--- begin SUPPLIED RECORDS ---

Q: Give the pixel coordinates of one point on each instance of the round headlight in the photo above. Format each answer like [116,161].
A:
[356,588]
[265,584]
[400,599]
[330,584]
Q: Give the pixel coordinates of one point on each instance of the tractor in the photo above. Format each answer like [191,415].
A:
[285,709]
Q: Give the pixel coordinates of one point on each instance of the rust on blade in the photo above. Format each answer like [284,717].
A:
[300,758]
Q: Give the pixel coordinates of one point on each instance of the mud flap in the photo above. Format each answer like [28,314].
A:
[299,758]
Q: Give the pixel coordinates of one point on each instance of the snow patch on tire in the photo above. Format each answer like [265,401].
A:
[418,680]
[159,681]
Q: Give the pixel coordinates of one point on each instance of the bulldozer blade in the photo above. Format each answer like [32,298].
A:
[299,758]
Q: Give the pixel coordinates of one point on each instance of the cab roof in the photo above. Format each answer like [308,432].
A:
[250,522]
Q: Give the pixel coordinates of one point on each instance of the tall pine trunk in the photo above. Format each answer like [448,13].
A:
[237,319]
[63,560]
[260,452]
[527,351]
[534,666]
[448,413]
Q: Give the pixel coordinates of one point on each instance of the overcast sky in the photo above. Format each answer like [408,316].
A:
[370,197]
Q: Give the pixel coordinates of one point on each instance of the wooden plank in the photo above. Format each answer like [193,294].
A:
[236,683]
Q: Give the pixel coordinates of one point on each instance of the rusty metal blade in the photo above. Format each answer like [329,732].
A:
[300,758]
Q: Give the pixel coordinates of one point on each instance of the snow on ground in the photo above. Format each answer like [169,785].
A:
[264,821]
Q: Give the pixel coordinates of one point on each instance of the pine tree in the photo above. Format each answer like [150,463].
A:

--- end SUPPLIED RECORDS ---

Render the items above as a numbered list, one line per entry, leaving out any blank lines.

1. Q: Give the pixel coordinates of one point on each instance of the round headlight in the photo above. Format each answer like [116,161].
2. A:
3. [356,588]
4. [265,584]
5. [400,599]
6. [330,584]
7. Q: Give the pixel coordinates of one point on each instance of the tractor in the photo above. Format each answer like [191,415].
8. A:
9. [285,709]
10. Q: Give the pixel coordinates of one point on each instance of the rust on blade in the photo above. Format each answer like [284,717].
11. A:
12. [300,758]
13. Q: Give the pixel coordinates of one point on each instance of the mud flap in the photo above. Format each answer like [28,314].
14. A:
15. [299,758]
16. Q: Give the pixel coordinates of one point on each instance of the snow patch on tire in the photo above. Format each answer like [265,401].
17. A:
18. [418,680]
19. [159,681]
20. Q: Give the pixel coordinates of one point on each instance of the bulldozer blade in the photo above. Format each answer like [32,298].
21. A:
22. [299,758]
23. Q: Give the pixel coordinates of one point on each instance of the cab roof in the photo above. Format each answer like [308,432].
24. A:
25. [250,522]
26. Q: Give the pixel coordinates of one point on each instance of the tall pine trunk in the photo above. Format each answer like [448,13].
27. A:
28. [237,319]
29. [63,560]
30. [260,452]
31. [527,351]
32. [534,666]
33. [448,413]
34. Q: Give the pixel coordinates of one point on each instance of the overcast sky in the photo above. Format each answer like [408,316].
35. A:
36. [370,197]
37. Q: Give the pixel coordinates of one point on each instance of the wooden plank in the photo above. Format each answer like [193,294].
38. A:
39. [236,683]
40. Q: Give the pixel coordinates of one point on each instance of the rusty metal blade in the photo above. Format each answer like [329,732].
41. A:
42. [300,758]
43. Q: Give the pixel coordinates of one point on each instance of the snow on ground in the photo above. Format each answer like [169,785].
44. A:
45. [264,821]
46. Q: Give the pixel coordinates of one point on each instance of the pine tree in the photo above. Format each answer like [150,463].
47. A:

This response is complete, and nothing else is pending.